* Texto del documento *
********************

No es fácil decirle a alguien que se va a morir. "El informe es muy duro, tienes que ser muy fuerte", me dijeron un verano por teléfono. "Es de los más agresivos. Lo siento mucho", me dijeron un diciembre en los pasillos de las urgencias de un hospital. Pepita Vilallonga optó por la línea recta: "Tienes un mal de ojo y llevas un muerto en la espalda. No durarás una semana. No veo que llegues a diciembre". No me extraña que la hayan condenado a dos años y medio de cárcel. La amabilidad nunca sobra. Sobre todo cuando te estafan.

Pepita es vidente de raza, uno de esos adjetivos que detesto para los periodistas pero me encantan para profesiones como la suya. Una mujer que no ha optado por nombres artísticos para dedicarse a lo suyo, la estafa y las expectativas.

Se llama Pepita cuando podría haberse puesto nombre de bruja celta o de piedra semipreciosa. Ámbar Vilallonga, por ejemplo. Su hijo Fran y un colaborador llamado David -"experto en mal de ojo"- también han sido condenados. Quién no va a confiar en personas con esos nombres.

********************

* Datos registrados *
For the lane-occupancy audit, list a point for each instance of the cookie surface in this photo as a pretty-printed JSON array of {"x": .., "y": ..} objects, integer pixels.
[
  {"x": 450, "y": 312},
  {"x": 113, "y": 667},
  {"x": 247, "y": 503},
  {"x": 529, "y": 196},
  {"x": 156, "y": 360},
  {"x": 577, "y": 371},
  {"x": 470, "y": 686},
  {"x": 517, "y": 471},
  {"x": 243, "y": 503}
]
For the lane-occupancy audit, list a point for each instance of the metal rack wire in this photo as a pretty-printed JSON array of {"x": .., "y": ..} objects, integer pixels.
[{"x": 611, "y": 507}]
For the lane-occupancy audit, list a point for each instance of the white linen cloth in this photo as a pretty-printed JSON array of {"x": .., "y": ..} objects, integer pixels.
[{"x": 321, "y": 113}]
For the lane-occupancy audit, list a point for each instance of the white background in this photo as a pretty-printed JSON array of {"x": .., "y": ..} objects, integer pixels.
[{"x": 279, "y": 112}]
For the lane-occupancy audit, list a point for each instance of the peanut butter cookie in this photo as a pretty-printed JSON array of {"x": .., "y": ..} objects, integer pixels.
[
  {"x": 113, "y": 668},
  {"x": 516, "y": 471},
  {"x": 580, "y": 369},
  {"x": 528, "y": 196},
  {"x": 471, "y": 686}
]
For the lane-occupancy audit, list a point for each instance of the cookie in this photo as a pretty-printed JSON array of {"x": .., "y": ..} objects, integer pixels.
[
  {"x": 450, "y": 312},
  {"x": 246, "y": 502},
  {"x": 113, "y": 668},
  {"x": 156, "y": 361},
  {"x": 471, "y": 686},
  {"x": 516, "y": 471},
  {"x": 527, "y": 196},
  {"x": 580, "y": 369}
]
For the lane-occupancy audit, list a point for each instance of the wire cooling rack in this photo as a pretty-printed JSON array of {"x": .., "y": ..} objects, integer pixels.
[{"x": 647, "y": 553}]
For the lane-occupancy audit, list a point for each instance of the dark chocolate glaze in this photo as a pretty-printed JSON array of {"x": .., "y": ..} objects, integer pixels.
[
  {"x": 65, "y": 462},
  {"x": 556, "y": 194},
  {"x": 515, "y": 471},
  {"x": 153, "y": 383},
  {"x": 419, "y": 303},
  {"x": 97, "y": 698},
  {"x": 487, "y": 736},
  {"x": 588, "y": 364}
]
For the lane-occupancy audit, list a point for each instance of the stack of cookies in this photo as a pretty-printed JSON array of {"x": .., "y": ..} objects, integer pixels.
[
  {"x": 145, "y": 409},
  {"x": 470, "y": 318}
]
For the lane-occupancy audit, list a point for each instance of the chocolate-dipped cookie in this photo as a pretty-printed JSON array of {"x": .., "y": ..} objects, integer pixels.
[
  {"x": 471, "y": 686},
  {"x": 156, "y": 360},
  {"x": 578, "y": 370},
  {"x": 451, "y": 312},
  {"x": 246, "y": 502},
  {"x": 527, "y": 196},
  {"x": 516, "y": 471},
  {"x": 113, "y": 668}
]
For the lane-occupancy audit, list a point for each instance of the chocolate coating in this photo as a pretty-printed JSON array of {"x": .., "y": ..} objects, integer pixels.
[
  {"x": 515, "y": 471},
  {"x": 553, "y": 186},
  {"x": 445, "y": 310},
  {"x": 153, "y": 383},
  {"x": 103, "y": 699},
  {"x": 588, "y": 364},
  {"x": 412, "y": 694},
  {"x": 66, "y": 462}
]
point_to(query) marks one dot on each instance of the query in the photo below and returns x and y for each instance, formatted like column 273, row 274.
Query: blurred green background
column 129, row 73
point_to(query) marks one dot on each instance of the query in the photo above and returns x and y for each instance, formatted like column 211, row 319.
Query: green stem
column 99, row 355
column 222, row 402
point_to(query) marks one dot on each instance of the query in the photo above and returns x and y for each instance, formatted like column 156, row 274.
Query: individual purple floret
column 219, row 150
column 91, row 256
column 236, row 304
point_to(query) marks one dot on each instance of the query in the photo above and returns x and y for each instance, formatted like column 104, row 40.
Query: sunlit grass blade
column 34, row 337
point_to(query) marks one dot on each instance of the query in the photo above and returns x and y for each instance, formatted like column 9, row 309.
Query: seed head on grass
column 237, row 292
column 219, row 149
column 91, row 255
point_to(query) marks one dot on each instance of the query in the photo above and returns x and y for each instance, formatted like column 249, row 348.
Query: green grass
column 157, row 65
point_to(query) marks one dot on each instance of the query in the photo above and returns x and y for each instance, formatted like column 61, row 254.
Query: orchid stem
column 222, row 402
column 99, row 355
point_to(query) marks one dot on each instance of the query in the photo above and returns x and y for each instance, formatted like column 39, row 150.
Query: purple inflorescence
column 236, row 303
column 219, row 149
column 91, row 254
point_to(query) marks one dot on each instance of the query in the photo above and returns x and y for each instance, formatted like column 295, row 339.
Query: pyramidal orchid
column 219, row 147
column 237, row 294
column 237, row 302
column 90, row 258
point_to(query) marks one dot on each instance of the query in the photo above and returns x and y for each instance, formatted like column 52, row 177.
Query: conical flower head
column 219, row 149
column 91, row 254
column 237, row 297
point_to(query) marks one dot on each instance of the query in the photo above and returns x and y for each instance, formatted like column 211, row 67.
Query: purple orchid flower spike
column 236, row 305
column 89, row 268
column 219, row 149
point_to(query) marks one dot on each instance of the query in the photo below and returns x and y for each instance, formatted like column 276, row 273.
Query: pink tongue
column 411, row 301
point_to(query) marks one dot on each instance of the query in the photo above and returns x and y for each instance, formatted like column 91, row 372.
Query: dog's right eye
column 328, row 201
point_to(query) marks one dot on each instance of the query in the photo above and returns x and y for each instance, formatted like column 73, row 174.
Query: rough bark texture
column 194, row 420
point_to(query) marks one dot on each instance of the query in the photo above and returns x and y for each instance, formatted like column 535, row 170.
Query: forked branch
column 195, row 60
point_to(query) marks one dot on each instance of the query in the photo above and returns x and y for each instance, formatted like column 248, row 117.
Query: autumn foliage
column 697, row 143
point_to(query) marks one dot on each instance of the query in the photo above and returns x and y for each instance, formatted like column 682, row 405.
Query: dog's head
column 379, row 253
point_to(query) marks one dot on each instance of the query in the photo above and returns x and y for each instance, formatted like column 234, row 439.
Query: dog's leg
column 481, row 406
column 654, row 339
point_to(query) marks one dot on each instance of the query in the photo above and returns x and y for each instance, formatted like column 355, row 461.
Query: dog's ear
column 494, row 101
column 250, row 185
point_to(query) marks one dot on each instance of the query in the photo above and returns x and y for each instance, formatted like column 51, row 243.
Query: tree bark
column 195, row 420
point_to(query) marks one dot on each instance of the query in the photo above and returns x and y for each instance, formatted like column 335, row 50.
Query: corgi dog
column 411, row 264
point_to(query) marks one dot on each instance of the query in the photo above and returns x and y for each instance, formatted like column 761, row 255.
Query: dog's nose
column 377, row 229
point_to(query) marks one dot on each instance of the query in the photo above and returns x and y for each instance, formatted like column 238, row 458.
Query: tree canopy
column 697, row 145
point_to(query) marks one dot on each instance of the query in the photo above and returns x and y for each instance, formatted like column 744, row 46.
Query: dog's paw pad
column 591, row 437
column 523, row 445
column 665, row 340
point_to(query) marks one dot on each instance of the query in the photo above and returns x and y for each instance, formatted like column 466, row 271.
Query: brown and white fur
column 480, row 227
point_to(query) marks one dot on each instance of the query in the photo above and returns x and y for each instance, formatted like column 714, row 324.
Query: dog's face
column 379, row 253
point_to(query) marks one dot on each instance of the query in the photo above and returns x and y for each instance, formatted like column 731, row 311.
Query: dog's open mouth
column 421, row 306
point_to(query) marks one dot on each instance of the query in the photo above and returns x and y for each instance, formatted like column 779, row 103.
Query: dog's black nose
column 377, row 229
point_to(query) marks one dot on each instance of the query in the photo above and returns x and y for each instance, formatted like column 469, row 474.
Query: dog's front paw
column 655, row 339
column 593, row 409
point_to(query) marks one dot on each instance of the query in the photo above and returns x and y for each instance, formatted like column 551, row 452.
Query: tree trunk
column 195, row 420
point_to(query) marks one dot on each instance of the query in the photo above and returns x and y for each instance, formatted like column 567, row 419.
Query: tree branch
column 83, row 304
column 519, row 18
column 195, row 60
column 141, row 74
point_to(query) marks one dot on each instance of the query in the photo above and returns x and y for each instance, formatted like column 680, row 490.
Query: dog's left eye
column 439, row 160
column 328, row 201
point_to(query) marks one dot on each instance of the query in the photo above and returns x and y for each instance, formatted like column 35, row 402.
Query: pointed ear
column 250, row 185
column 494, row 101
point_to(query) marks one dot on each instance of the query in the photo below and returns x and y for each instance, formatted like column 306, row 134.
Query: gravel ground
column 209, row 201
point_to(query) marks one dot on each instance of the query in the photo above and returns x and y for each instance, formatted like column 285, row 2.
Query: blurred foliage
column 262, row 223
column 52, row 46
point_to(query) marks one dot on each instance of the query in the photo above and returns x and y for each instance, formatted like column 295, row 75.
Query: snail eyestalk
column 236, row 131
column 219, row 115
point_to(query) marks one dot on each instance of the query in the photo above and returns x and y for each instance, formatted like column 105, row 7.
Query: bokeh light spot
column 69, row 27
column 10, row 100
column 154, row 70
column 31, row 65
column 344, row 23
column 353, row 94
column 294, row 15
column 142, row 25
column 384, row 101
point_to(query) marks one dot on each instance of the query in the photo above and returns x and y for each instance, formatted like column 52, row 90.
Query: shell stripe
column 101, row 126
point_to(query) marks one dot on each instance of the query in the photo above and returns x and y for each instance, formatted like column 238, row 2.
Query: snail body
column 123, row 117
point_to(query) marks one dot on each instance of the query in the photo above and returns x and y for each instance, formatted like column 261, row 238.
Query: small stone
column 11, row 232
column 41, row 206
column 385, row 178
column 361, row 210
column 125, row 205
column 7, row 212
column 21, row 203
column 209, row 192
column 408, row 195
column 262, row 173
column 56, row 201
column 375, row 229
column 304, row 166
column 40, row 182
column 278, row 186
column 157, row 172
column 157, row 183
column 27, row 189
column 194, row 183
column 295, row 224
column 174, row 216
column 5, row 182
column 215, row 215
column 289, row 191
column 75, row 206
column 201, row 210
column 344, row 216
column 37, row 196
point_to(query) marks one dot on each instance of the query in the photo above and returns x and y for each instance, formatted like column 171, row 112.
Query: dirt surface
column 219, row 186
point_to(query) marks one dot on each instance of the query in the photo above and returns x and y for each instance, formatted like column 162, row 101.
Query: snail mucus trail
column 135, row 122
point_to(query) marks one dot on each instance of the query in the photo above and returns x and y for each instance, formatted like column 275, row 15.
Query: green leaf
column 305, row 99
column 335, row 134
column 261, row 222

********************

* Qué se pide *
Reproduce sin cambios el fragmento del texto sobre la vidente Pepita Vilallonga que empieza con las palabras "Pepita es vidente" y termina con "con esos nombres.". No hace falta consultar los ítems.

* Respuesta *
Pepita es vidente de raza, uno de esos adjetivos que detesto para los periodistas pero me encantan para profesiones como la suya. Una mujer que no ha optado por nombres artísticos para dedicarse a lo suyo, la estafa y las expectativas.

Se llama Pepita cuando podría haberse puesto nombre de bruja celta o de piedra semipreciosa. Ámbar Vilallonga, por ejemplo. Su hijo Fran y un colaborador llamado David -"experto en mal de ojo"- también han sido condenados. Quién no va a confiar en personas con esos nombres.